Goal →
Reproduce word for word the lines of the items below, from the start through the line containing "Apply the even-odd".

Dataset excerpts →
»»
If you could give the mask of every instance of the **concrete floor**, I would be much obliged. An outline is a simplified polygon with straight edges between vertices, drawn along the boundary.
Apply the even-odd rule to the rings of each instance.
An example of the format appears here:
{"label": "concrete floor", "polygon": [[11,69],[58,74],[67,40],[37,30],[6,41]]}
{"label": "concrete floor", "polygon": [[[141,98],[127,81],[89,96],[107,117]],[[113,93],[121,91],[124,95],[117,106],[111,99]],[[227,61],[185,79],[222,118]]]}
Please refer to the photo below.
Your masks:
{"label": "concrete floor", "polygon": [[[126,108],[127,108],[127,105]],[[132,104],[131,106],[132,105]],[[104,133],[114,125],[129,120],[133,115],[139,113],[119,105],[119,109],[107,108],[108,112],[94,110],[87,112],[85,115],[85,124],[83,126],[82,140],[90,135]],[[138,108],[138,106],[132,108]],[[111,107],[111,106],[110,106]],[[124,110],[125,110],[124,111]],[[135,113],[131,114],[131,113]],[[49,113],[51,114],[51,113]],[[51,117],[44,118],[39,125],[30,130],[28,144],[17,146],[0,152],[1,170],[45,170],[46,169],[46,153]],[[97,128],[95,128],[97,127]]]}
««
Reply to the task →
If you could give the mask of every instance of the **concrete floor**, I would be much obliged. An outline is a simplified polygon with straight edges between vertices, drawn along the boundary.
Apply the even-odd rule to the rings of each instance.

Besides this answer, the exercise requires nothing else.